### What is being asked
From the line that contains "Expected: for each instance of the green" down to the last line of the data below, transcribe every line exactly.

::::

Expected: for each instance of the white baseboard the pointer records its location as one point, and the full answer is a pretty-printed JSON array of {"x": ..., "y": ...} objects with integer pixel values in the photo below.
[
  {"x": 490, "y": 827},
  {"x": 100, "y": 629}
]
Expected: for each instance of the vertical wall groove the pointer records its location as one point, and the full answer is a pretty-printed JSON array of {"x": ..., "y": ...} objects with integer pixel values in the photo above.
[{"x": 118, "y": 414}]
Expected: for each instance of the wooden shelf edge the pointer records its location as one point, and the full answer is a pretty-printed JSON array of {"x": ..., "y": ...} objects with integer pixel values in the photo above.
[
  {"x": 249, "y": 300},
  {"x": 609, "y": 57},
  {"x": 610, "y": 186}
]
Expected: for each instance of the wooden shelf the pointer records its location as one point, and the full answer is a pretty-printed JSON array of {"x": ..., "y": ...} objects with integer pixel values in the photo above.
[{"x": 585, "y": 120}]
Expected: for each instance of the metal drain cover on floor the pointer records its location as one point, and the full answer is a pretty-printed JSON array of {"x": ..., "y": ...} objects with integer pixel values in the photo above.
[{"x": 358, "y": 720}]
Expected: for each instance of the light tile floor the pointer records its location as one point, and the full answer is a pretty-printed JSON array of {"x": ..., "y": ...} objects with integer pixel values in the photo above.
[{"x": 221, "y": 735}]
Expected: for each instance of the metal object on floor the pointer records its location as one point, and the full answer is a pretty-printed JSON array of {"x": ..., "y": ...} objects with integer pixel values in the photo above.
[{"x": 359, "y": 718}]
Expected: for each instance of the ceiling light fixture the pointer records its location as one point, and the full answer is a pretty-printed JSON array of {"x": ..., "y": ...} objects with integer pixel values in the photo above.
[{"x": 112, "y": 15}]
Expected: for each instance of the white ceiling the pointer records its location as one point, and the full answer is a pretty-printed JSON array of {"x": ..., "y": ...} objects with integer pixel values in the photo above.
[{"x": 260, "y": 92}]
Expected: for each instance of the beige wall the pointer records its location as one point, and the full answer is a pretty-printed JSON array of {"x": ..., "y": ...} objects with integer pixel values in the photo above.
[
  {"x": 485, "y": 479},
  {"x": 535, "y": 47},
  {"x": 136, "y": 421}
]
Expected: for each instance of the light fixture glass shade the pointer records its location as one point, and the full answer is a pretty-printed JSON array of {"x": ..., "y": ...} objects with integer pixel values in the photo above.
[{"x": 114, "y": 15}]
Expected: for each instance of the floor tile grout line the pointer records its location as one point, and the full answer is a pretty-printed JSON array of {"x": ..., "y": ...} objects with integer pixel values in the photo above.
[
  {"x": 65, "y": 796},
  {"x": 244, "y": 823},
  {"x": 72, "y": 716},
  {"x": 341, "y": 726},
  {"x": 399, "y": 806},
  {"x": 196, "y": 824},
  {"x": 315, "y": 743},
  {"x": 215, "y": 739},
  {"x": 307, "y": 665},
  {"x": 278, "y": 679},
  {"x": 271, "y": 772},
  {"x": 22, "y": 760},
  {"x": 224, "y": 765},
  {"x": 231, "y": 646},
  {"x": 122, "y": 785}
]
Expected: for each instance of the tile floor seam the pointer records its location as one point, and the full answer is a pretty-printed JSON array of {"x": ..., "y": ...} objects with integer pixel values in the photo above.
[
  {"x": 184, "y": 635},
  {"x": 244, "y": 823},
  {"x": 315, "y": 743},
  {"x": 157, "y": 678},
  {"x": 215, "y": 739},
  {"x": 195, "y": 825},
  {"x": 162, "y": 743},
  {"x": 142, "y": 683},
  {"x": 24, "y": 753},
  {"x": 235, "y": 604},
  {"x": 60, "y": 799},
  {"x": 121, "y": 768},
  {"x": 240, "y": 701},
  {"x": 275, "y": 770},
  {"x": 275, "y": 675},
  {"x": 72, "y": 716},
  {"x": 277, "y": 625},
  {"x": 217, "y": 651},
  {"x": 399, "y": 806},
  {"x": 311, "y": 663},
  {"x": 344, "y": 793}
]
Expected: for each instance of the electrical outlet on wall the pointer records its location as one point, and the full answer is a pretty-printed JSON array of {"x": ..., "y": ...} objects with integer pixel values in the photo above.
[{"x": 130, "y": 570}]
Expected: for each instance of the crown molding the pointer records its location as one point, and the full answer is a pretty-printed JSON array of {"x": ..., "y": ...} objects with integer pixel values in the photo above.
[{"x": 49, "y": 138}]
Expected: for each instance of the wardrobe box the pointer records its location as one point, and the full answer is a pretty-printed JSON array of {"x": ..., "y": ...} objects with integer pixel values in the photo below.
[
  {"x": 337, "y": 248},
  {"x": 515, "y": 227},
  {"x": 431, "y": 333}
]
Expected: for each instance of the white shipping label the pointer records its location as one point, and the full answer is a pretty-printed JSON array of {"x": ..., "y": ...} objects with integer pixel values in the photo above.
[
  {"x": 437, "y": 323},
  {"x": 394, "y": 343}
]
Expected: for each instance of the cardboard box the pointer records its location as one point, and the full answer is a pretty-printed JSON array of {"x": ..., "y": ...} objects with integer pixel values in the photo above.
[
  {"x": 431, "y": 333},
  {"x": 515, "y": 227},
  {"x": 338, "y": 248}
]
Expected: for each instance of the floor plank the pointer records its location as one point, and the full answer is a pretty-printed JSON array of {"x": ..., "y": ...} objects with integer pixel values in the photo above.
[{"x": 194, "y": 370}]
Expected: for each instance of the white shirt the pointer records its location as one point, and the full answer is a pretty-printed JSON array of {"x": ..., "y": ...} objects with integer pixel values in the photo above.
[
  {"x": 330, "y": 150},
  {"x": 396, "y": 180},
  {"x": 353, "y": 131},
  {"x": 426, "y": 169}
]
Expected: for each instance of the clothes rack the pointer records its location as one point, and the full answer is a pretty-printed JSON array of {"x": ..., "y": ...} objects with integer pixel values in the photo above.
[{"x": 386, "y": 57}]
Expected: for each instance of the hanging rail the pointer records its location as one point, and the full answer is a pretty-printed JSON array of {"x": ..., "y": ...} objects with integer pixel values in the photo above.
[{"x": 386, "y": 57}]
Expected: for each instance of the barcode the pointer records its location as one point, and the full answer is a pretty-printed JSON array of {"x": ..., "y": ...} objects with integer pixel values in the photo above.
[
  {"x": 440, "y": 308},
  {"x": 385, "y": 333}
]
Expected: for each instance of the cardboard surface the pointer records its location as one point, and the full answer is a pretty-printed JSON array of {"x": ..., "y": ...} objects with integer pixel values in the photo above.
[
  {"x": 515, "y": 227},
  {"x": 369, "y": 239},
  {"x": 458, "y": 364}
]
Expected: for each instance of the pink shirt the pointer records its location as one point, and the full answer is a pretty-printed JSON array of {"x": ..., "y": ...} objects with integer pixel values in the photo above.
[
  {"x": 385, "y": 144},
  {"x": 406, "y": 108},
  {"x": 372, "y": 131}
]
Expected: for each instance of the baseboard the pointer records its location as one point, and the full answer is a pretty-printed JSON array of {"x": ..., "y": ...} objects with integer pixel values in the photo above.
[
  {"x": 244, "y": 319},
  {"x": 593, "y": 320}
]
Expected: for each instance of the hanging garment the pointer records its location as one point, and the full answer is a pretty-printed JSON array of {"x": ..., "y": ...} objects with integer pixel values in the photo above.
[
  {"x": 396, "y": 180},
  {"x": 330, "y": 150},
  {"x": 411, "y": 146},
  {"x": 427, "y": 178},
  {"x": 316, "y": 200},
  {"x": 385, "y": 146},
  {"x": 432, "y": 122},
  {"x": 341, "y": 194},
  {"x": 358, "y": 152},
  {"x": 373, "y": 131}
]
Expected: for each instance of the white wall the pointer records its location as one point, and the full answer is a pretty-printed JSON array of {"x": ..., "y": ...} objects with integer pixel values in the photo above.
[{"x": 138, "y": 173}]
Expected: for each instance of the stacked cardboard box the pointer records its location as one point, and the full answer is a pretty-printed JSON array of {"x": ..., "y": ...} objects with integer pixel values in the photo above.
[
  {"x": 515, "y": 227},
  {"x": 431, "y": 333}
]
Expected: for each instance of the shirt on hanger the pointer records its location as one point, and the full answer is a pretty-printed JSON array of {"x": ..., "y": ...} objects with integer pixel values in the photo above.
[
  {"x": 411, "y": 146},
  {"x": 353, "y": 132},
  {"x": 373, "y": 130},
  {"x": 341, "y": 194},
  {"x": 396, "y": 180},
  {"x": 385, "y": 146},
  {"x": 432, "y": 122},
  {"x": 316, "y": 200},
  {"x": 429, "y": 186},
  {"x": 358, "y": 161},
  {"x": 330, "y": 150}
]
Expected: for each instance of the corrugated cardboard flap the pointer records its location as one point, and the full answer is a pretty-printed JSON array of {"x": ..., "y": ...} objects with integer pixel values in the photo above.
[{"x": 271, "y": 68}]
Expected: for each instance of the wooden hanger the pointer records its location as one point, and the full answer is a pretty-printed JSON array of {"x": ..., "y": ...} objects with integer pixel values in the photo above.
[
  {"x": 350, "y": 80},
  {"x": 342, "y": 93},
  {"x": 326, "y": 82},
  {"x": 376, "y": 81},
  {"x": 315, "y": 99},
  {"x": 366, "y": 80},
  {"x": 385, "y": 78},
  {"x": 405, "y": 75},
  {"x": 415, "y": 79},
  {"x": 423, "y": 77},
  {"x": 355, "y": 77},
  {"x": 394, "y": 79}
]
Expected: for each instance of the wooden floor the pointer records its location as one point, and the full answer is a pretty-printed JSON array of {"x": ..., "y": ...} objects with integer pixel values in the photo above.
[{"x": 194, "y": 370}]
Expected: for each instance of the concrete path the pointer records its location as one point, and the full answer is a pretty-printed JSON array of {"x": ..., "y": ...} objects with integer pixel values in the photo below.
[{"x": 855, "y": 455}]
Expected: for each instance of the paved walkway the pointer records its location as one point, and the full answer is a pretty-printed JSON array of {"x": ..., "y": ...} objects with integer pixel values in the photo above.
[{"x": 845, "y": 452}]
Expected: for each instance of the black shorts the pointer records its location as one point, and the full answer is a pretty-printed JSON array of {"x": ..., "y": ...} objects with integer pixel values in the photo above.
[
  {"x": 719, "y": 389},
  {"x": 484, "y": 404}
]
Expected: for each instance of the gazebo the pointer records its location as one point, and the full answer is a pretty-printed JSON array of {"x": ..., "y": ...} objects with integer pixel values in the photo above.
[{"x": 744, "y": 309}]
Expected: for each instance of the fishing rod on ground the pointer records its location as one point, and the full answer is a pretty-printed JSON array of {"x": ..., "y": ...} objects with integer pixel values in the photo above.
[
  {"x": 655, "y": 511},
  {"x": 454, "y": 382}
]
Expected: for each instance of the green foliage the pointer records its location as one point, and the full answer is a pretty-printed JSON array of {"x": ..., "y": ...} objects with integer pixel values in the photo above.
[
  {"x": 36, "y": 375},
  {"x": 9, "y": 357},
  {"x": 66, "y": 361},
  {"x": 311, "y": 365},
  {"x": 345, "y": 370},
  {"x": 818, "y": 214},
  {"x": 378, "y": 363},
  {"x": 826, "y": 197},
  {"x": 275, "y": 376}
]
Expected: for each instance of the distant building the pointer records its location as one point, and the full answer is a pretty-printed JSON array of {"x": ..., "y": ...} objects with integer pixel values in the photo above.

::::

### Solved exercise
Expected: for each instance of the green foliage the pointer records its location as one point, and the full answer is a pretty-printed JSON array of {"x": ..., "y": ...} objects with integer pixel values in the photo above.
[
  {"x": 36, "y": 375},
  {"x": 9, "y": 357},
  {"x": 66, "y": 361},
  {"x": 311, "y": 365},
  {"x": 345, "y": 370},
  {"x": 818, "y": 214},
  {"x": 378, "y": 363},
  {"x": 826, "y": 197},
  {"x": 275, "y": 376}
]
Expected: for each instance of the distant building the pointer records its location as one point, and the full answer is a pretty-printed JSON array of {"x": ..., "y": ...} objects with integer pixel values in the photo above.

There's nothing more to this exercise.